▶ _TEXT TO READ_:
::::::
Change 771411 merged by Jbond:

[operations/puppet@production] P:environment: Add ablilty to inject environment variables

https://gerrit.wikimedia.org/r/771411

Change 878884 had a related patch set uploaded (by Jbond; author: John Bond):

[operations/puppet@production] environment: add no_proxy config directly to environment

https://gerrit.wikimedia.org/r/878884

Change 878884 merged by Jbond:

[operations/puppet@production] environment: add no_proxy config directly to environment

https://gerrit.wikimedia.org/r/878884

Change 968716 had a related patch set uploaded (by Ayounsi; author: Ayounsi):

[operations/puppet@production] Add helper bash function to setup proxy env var

https://gerrit.wikimedia.org/r/968716

Going though this task after discussing proxies in another group.

The side of this task about forcing sane no_proxy settings is done thanks to the few patches from @jbond above.

The remaining side, probably just "nice to have" is to add a helper script users can use to quickly and correctly set the proxies in their session. A bit like what's described in the task description. Hopefully https://gerrit.wikimedia.org/r/968716 does it well.

Change 968716 merged by Ayounsi:

[operations/puppet@production] Add helper functions to setup proxy env var

https://gerrit.wikimedia.org/r/968716

ayounsi claimed this task.

Updated the doc https://wikitech.wikimedia.org/wiki/HTTP_proxy
I think everything here is done. Please re-open if not.
::::::
▶ _SUPPLIED MATERIAL_:
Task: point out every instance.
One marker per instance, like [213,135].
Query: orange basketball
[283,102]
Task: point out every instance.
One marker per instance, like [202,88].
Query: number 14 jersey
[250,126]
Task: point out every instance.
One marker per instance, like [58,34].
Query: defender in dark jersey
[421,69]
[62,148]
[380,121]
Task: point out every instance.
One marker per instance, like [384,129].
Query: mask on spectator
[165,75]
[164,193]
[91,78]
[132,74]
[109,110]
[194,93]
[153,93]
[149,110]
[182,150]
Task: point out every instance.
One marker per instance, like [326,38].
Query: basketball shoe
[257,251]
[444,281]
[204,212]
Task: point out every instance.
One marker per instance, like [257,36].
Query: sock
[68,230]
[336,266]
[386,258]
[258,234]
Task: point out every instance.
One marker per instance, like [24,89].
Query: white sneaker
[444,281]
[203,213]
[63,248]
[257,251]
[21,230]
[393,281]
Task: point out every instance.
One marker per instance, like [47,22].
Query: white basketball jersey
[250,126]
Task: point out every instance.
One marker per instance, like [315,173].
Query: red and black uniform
::::::
▶ _REQUEST A_: From the proxy task thread, repeat the passage starting with "Going though this" and going on through "claimed this task.".
▶ _REQUEST B_: Summarize the proxy task thread in two sentences.
▶ _REQUEST C_: In the proxy task thread, who merged change 878884, which adds no_proxy config directly to the environment?

▶ _OUTPUT A_:
Going though this task after discussing proxies in another group.

The side of this task about forcing sane no_proxy settings is done thanks to the few patches from @jbond above.

The remaining side, probably just "nice to have" is to add a helper script users can use to quickly and correctly set the proxies in their session. A bit like what's described in the task description. Hopefully https://gerrit.wikimedia.org/r/968716 does it well.

Change 968716 merged by Ayounsi:

[operations/puppet@production] Add helper functions to setup proxy env var

https://gerrit.wikimedia.org/r/968716

ayounsi claimed this task.

▶ _OUTPUT B_: Changes merged by Jbond added the ability to inject environment variables and put no_proxy configuration directly into the environment, which completed the part of the task about forcing sane no_proxy settings. Ayounsi then merged a change adding helper functions to set up proxy environment variables, updated the HTTP proxy documentation on Wikitech, and judged everything done, asking for the task to be reopened if not.

▶ _OUTPUT C_: Jbond